DALI stands for Danish Audiophile Loudspeaker Industries, a Danish manufacturer of high-end loudspeakers. The company was founded in 1983 by Peter Lyngdorf, as an attempt to comply with the still increasing demands on audio quality from the Hi-Fi community.

DALI loudspeakers have traditionally been sold primarily within Scandinavia, but the company has ambitious plans to get among the largest loudspeaker manufacturers in the world. As of 2011, DALI is represented in more than 65 countries all over the world.

One of the best-known DALI products is the DALI MegaLine series of high-end loudspeakers.

DALI timeline 

 1983 - DALI is founded
 1986 - Moving into the new facilities in Nørager, Hobro
 1987 - Launch of first top end model: DALI 40 and DALI 40 SE
 1990 - Earliest export activities
 1996 - MEGALINE is introduced as DALI's state of the art and reference loudspeaker
 1997 - Launch of DALI GRAND series (GRAND, GRAND Diva und GRAND Coupé)
 2001 - Expanding internationally - and opening of DALI Germany sales office
 2002 - Introduction of the high end series EUPHONIA
 2004 - Launch of HELICON & CONCEPT series
 2005 - Opening UK sales office
 2006 - Launch of the MENTOR series, successor of GRAND series. DALI is by now exporting to more than 50 countries
 2007 - Launch of the HELICON MK2 series
 2008 - MOTIF LCR, HELICON 400 LE 25th, and the LEKTOR series are launched
 2009 - Introduction of the first in-ceiling loudspeaker; KOMPAS 6M becomes a part of the PHANTOM family
 2010 - The IKON MK2 series is introduced, the IKON 6 MK2 winning the international EISA award and named "European Loudspeaker 2010-2011". Launch of the quadratic PHANTOM LEKTOR install loudspeaker in December 2010.
....
■ Your instructions ■
According to the passage on DALI, who founded the company?

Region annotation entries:
....
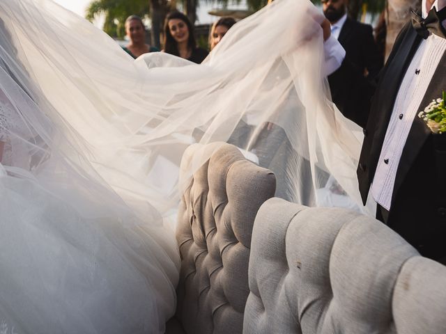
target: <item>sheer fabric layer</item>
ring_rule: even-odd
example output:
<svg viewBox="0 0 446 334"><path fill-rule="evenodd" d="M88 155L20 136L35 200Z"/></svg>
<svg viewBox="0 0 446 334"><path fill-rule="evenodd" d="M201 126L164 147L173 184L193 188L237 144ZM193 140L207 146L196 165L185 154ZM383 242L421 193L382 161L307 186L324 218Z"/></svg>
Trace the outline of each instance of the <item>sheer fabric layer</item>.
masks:
<svg viewBox="0 0 446 334"><path fill-rule="evenodd" d="M222 142L272 169L278 196L367 212L361 132L322 72L323 19L306 0L275 1L199 65L162 53L134 61L49 1L1 1L0 321L163 333L180 262L167 225Z"/></svg>

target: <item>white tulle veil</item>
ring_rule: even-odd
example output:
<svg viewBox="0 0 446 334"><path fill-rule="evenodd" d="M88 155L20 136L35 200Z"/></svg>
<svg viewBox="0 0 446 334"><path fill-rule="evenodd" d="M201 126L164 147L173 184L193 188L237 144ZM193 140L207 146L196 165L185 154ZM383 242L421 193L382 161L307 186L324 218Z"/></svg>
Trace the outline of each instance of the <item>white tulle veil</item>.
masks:
<svg viewBox="0 0 446 334"><path fill-rule="evenodd" d="M32 326L45 328L38 319L54 312L54 328L66 330L61 324L69 318L67 323L80 331L66 333L98 332L94 319L104 315L79 311L86 299L97 302L96 296L68 303L63 294L68 283L82 290L76 279L91 283L76 271L94 267L96 257L105 263L99 276L113 276L107 270L114 267L107 265L110 247L119 249L122 273L114 273L118 278L110 278L107 291L129 279L134 291L122 298L131 303L146 287L146 295L134 300L151 312L146 319L157 322L142 326L162 331L174 310L179 262L166 222L174 216L188 176L223 142L272 169L277 196L370 212L361 205L355 175L362 133L329 98L323 18L308 0L277 0L237 23L196 65L163 53L133 61L103 32L49 1L0 2L0 104L14 125L3 129L10 157L0 165L0 191L8 198L29 193L17 200L32 207L24 216L8 212L10 222L2 228L15 236L10 240L22 243L14 247L26 245L29 250L16 259L0 257L0 271L13 270L17 261L29 264L37 277L37 283L26 282L33 287L30 305L42 299L63 305L28 310L25 319L19 306L3 303L13 297L0 292L0 318L31 333ZM46 210L39 211L38 199L44 198ZM0 208L6 211L10 203L4 202ZM68 221L63 226L72 230L54 233L52 225L25 233L8 225L20 220L26 222L22 228L34 225L39 214L54 224L63 216ZM75 228L76 221L82 228ZM98 230L105 241L89 240ZM71 238L70 248L46 250L48 257L41 259L29 245L45 237L49 245L53 239ZM13 247L4 241L0 253ZM63 264L72 252L88 253L89 262ZM13 282L13 273L1 283L17 292L23 284ZM96 299L112 303L113 296L102 292ZM153 301L144 305L148 300ZM144 319L140 313L132 317ZM109 328L128 320L111 321Z"/></svg>

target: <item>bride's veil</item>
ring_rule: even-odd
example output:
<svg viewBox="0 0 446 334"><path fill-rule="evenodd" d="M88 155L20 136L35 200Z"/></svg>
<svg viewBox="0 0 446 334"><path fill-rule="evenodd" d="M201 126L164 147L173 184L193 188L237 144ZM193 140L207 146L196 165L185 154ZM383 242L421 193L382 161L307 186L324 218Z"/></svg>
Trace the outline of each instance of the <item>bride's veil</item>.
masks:
<svg viewBox="0 0 446 334"><path fill-rule="evenodd" d="M159 291L151 307L159 321L153 326L162 328L174 310L178 265L166 222L188 177L222 143L272 169L277 196L369 212L355 175L361 132L334 107L324 78L323 18L308 0L277 0L237 23L196 65L163 53L134 61L50 1L2 1L0 106L9 116L3 127L0 118L0 141L8 145L0 191L38 189L26 200L46 194L65 205L67 216L88 222L86 230L70 232L76 250L91 251L82 237L101 226L107 242L123 250L123 266L141 275L134 281L154 276L144 284ZM146 258L134 243L146 248ZM1 261L3 272L9 262ZM47 268L33 265L47 289ZM0 314L20 318L1 305ZM79 317L82 323L86 316Z"/></svg>

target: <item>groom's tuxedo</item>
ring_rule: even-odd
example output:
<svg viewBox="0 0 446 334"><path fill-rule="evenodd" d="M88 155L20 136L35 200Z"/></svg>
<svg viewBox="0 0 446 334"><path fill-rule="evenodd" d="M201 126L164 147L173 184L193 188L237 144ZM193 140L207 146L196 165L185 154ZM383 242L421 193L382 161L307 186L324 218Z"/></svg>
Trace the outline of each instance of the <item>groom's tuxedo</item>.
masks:
<svg viewBox="0 0 446 334"><path fill-rule="evenodd" d="M364 202L376 175L401 81L422 40L412 25L406 25L397 39L376 85L358 75L348 60L328 78L334 103L345 116L364 129L357 177ZM443 90L446 90L446 53L418 111L422 111L433 99L440 97ZM411 96L405 98L410 99ZM397 170L390 209L387 212L378 207L377 216L422 255L444 261L446 134L432 134L423 120L415 116Z"/></svg>

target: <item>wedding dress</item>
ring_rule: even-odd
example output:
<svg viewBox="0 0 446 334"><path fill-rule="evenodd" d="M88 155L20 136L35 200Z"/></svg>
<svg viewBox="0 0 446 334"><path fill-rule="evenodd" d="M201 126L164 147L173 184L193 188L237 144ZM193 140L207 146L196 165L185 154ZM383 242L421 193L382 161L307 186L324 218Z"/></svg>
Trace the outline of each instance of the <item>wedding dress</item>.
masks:
<svg viewBox="0 0 446 334"><path fill-rule="evenodd" d="M180 265L169 223L223 142L272 169L277 196L367 213L323 18L278 0L196 65L134 61L50 1L0 2L1 333L163 333Z"/></svg>

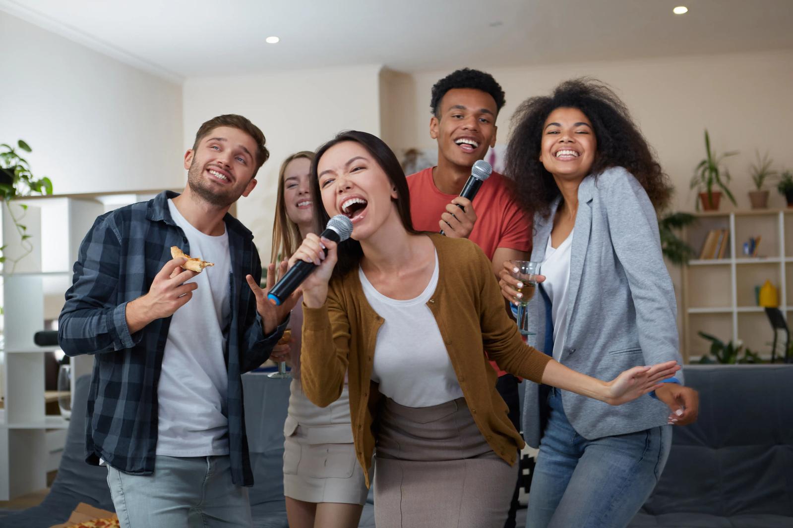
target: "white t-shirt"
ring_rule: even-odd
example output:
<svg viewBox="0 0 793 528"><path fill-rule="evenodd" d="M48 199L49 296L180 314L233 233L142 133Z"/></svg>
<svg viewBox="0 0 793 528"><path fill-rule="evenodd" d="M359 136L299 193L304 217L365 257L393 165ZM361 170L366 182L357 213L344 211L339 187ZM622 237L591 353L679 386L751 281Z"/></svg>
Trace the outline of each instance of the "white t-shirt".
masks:
<svg viewBox="0 0 793 528"><path fill-rule="evenodd" d="M228 454L228 373L223 334L231 310L228 234L204 234L170 199L168 208L187 237L190 256L215 265L188 281L197 283L198 288L170 321L157 386L156 453L170 457Z"/></svg>
<svg viewBox="0 0 793 528"><path fill-rule="evenodd" d="M438 323L427 302L438 287L435 269L416 298L397 301L377 291L358 268L363 293L385 320L374 345L372 381L380 393L406 407L431 407L462 397Z"/></svg>
<svg viewBox="0 0 793 528"><path fill-rule="evenodd" d="M540 264L540 274L546 277L542 288L548 294L551 303L551 317L554 322L554 359L559 361L565 349L565 334L567 331L568 293L570 284L570 247L573 245L573 231L555 249L551 247L550 236L546 246L545 258Z"/></svg>

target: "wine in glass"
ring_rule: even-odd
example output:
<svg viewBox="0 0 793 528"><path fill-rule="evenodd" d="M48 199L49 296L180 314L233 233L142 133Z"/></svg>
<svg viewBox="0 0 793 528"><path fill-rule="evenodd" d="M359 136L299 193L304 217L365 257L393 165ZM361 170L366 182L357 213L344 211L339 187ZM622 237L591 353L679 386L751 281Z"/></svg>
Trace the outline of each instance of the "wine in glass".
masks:
<svg viewBox="0 0 793 528"><path fill-rule="evenodd" d="M518 288L518 291L523 293L524 288L537 287L537 275L539 272L539 262L531 260L511 260L512 264L512 276L523 283L523 288ZM517 270L517 271L515 271ZM529 295L524 295L518 299L518 329L522 336L534 336L535 332L530 329L529 312Z"/></svg>
<svg viewBox="0 0 793 528"><path fill-rule="evenodd" d="M284 335L278 340L278 344L288 344L291 340L292 330L291 329L286 329L284 330ZM286 362L281 361L278 363L278 370L276 372L268 374L267 378L272 378L273 379L289 379L292 378L292 374L286 371Z"/></svg>

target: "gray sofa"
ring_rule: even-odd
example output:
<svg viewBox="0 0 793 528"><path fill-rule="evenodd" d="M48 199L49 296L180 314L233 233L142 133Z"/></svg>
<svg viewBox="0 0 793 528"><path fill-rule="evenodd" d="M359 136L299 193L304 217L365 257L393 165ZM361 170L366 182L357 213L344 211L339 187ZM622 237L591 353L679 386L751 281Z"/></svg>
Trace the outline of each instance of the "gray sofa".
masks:
<svg viewBox="0 0 793 528"><path fill-rule="evenodd" d="M793 527L793 365L691 365L696 424L675 427L630 528Z"/></svg>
....
■ Answer to the exercise ■
Peter Lyngdorf founded DALI in 1983.